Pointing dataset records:
_ _ _ _ _ _ _
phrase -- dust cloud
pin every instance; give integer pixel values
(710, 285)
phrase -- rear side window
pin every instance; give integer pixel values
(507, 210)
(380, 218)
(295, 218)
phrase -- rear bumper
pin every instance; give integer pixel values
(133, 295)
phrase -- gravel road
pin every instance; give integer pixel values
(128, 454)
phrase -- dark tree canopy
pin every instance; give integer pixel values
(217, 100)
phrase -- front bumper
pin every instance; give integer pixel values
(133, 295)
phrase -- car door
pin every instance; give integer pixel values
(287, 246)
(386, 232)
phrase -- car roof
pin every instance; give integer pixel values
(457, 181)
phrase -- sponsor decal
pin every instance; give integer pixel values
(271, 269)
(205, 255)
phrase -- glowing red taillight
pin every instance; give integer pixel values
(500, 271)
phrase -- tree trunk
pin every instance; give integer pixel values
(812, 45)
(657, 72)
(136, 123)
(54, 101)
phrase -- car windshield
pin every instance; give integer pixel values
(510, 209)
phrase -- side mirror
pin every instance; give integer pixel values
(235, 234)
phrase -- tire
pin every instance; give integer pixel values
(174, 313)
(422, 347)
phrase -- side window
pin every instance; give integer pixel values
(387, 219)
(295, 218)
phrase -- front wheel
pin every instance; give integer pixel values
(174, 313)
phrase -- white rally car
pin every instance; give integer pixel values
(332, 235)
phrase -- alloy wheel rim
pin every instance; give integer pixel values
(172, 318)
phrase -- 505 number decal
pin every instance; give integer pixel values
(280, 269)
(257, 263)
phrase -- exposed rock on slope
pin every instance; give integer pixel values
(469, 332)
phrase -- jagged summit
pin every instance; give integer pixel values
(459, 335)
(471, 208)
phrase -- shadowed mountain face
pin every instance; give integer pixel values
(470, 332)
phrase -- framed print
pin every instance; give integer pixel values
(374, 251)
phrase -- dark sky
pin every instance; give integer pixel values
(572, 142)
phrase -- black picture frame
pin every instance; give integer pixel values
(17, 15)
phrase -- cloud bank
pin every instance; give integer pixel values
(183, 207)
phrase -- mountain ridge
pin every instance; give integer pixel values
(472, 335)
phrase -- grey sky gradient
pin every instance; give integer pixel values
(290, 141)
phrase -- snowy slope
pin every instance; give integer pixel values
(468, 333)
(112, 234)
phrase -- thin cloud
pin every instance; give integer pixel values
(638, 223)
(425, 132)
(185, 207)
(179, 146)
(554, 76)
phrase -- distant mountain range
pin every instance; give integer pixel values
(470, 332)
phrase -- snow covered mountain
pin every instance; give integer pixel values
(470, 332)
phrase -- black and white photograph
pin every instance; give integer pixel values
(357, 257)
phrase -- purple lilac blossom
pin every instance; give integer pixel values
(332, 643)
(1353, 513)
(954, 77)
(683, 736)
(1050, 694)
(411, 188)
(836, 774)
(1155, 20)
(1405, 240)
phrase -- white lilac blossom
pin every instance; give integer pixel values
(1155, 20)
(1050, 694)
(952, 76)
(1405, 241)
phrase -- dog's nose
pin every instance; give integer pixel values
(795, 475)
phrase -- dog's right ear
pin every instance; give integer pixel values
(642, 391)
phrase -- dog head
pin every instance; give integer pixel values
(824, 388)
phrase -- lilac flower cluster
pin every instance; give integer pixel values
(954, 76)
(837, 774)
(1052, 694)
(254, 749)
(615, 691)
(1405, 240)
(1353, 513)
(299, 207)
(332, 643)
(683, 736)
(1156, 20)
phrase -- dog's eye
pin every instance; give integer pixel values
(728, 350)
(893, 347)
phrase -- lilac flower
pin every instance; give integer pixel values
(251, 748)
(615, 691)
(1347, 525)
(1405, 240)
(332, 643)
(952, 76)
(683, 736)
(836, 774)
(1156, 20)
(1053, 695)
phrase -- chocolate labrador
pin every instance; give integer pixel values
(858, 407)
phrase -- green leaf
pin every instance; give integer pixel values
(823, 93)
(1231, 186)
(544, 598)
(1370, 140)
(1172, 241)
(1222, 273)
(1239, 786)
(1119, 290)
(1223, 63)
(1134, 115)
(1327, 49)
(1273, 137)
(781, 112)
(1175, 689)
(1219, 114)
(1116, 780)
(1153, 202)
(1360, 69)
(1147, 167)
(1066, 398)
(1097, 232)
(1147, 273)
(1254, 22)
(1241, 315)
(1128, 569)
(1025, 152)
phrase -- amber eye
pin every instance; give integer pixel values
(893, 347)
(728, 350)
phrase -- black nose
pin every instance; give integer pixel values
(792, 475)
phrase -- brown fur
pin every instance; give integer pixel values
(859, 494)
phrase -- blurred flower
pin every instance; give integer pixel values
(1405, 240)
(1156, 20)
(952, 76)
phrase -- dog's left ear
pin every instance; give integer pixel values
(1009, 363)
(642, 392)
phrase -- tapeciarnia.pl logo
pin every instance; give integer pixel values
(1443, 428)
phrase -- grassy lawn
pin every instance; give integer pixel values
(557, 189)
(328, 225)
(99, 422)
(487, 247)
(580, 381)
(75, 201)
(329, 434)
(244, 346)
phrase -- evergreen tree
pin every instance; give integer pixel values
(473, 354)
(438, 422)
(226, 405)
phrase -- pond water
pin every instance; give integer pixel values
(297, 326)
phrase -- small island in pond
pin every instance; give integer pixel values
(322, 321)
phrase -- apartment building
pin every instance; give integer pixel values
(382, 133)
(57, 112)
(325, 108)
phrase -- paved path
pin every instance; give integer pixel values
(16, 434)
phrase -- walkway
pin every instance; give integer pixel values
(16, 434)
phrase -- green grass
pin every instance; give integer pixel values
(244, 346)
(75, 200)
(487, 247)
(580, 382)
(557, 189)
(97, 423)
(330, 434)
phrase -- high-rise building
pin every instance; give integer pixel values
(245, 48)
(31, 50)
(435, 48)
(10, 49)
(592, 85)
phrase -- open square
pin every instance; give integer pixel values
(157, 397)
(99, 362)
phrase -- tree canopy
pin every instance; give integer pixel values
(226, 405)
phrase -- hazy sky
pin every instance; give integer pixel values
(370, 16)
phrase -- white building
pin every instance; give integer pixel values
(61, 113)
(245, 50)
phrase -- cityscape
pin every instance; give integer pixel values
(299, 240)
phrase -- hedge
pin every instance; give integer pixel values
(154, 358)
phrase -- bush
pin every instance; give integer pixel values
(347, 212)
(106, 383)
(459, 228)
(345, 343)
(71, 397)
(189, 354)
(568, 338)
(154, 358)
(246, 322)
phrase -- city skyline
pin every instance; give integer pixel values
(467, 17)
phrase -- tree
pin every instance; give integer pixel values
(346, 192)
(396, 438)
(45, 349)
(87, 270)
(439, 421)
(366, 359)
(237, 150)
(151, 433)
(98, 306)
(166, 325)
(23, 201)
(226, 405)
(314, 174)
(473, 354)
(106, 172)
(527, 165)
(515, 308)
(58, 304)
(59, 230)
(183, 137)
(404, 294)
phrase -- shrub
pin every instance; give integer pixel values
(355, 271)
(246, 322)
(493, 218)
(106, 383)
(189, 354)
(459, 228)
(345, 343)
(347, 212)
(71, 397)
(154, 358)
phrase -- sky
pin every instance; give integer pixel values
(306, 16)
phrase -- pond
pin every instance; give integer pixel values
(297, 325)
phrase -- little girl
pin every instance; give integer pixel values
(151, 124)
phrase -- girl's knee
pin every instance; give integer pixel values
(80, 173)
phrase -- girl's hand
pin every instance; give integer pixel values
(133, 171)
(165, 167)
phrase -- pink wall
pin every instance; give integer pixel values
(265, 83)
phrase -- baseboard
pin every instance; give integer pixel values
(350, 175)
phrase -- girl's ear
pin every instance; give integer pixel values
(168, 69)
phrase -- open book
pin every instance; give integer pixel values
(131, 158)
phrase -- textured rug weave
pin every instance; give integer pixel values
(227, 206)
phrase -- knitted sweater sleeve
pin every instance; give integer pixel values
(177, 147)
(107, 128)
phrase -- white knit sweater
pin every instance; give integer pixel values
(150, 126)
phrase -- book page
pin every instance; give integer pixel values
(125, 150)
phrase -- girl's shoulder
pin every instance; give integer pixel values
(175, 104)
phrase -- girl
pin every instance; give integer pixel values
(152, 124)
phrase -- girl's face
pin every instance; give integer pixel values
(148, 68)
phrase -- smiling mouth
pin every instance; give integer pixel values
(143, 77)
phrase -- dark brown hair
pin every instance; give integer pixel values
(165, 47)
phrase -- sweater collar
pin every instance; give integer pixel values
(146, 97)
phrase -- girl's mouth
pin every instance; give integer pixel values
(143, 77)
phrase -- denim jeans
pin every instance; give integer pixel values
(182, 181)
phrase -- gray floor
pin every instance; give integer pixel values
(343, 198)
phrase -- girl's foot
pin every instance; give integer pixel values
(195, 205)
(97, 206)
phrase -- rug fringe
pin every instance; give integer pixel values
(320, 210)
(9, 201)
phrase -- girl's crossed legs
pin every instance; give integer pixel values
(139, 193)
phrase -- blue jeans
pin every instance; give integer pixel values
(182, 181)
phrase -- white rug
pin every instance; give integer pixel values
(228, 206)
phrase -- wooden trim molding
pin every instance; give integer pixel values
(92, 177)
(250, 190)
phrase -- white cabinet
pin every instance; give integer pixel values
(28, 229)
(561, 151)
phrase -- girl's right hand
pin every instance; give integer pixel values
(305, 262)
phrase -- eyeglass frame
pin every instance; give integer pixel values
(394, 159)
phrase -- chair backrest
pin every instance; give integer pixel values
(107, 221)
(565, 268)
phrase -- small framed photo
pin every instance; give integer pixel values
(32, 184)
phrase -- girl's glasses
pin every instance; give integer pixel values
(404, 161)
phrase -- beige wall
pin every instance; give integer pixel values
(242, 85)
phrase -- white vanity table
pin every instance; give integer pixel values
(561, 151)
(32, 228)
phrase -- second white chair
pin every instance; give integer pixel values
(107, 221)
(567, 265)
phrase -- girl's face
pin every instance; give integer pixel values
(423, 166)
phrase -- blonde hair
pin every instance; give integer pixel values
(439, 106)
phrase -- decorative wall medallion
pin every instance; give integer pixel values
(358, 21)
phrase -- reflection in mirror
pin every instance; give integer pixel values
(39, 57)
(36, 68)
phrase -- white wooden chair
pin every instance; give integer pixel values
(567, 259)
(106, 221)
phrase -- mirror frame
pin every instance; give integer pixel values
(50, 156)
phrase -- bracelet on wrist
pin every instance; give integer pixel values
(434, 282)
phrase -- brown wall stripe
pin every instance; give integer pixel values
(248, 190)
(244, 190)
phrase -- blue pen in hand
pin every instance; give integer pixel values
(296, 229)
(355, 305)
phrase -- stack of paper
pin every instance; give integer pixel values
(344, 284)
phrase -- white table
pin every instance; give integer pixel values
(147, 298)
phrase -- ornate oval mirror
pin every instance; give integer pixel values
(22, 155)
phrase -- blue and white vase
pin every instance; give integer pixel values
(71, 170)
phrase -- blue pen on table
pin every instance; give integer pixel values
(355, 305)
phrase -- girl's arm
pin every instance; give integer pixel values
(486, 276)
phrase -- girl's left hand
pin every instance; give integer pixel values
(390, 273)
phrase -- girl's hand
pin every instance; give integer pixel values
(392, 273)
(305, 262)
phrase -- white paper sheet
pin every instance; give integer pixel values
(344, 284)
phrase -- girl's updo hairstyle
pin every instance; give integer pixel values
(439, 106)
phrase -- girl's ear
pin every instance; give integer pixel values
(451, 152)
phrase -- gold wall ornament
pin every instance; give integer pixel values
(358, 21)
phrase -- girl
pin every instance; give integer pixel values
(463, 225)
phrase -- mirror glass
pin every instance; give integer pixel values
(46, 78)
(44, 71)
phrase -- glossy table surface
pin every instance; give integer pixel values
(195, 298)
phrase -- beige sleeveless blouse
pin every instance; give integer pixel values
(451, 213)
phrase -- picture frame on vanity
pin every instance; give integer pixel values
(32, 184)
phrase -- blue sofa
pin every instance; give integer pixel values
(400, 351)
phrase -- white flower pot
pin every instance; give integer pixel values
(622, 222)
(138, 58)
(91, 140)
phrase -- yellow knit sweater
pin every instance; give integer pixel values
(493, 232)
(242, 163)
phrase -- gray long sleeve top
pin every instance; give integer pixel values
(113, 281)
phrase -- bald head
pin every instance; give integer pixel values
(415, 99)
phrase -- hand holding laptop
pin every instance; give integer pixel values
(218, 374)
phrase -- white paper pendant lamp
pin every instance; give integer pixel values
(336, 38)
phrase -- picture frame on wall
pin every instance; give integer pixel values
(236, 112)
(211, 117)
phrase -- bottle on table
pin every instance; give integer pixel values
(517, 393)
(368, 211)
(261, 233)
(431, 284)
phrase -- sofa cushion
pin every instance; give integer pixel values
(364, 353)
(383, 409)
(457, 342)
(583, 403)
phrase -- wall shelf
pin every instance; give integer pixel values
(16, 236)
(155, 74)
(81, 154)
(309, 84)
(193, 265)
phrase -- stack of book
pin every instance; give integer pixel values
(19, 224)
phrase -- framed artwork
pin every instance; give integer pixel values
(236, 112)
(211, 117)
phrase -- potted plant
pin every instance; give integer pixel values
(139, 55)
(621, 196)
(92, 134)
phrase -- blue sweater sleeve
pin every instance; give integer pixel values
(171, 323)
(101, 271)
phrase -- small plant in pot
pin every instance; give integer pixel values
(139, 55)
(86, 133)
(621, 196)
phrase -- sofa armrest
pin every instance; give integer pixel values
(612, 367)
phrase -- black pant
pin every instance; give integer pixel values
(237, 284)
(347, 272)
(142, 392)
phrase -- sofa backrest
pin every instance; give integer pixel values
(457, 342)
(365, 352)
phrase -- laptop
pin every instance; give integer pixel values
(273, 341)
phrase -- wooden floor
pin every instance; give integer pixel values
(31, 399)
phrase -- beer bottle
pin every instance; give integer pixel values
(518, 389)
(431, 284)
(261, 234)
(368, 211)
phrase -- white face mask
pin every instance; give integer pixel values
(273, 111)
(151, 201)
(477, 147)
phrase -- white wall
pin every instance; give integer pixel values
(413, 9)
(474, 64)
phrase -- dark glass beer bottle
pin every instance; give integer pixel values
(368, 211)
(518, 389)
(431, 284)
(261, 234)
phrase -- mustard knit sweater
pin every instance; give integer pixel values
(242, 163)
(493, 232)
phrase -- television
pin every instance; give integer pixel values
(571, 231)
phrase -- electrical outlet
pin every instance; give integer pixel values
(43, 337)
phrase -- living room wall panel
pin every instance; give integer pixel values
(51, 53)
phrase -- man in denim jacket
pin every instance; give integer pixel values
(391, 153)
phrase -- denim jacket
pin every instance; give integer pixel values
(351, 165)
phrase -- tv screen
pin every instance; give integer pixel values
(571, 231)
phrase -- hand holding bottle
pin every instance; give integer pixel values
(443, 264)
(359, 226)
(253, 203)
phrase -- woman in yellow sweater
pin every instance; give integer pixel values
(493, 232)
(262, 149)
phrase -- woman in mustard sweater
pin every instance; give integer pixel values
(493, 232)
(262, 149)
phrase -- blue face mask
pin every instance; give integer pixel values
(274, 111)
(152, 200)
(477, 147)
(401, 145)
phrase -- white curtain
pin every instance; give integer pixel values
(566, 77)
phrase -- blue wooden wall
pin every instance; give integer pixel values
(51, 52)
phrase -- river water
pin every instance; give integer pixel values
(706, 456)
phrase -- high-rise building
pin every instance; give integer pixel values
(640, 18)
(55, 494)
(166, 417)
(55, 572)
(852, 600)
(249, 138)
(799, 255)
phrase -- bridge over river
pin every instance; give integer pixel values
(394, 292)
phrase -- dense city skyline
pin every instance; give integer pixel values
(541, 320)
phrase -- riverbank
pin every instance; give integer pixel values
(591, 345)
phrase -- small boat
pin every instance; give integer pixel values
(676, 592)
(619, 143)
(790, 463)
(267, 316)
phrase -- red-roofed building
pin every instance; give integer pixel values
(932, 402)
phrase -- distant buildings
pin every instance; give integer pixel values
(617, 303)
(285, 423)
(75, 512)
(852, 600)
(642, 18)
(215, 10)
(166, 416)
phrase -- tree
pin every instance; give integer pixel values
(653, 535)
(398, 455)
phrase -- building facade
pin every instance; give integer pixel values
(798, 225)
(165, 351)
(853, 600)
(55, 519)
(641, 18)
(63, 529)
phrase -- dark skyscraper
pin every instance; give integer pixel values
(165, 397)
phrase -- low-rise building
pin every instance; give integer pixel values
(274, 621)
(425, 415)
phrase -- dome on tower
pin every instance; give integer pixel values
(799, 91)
_ _ _ _ _ _ _
YOUR OBJECTIVE: Beginning at the line where "phrase -- hand holding bottle" appears, extract each line through the end of the data above; keep them exact and include nothing else.

TASK RESPONSE:
phrase -- hand holding bottle
pin every instance; give integer pixel values
(443, 264)
(359, 226)
(253, 203)
phrase -- woman in yellow sweater
pin every instance; give integer pixel values
(493, 232)
(262, 149)
phrase -- woman in mustard sweater
pin every instance; give integer pixel values
(493, 232)
(262, 149)
phrase -- blue face mask
pin every instance; give integer pixel values
(274, 111)
(152, 200)
(477, 147)
(401, 145)
phrase -- white curtain
pin every instance; give integer pixel values
(566, 77)
phrase -- blue wooden wall
pin every instance; give integer pixel values
(51, 52)
phrase -- river water
pin every instance; give integer pixel values
(706, 456)
phrase -- high-rise building
pin every instance; give integer pixel values
(640, 18)
(55, 494)
(166, 417)
(55, 572)
(852, 600)
(249, 138)
(799, 255)
phrase -- bridge over river
pin every instance; give integer pixel values
(394, 292)
phrase -- dense city skyline
pin every instance; give integer pixel values
(541, 320)
phrase -- riverbank
pin every instance; give integer pixel values
(591, 345)
phrase -- small boat
pin every instance; give integer pixel values
(676, 592)
(619, 143)
(790, 463)
(267, 316)
phrase -- red-roofed building
pin every instance; give integer pixel values
(932, 402)
phrase -- distant buildings
pin every instance; give integer pixel values
(617, 303)
(285, 423)
(75, 512)
(852, 600)
(642, 18)
(215, 10)
(166, 416)
phrase -- tree
pin every instance; give integer pixel values
(653, 535)
(398, 455)
phrase -- building facade
pin every instance; give integer pixel values
(798, 225)
(165, 351)
(853, 600)
(55, 519)
(641, 18)
(63, 529)
phrase -- dark skyscraper
pin every instance; give integer pixel values
(165, 397)
phrase -- low-rise building
pin every instance; give integer pixel values
(274, 621)
(425, 415)
phrase -- dome on tower
pin every instance; give integer pixel values
(799, 91)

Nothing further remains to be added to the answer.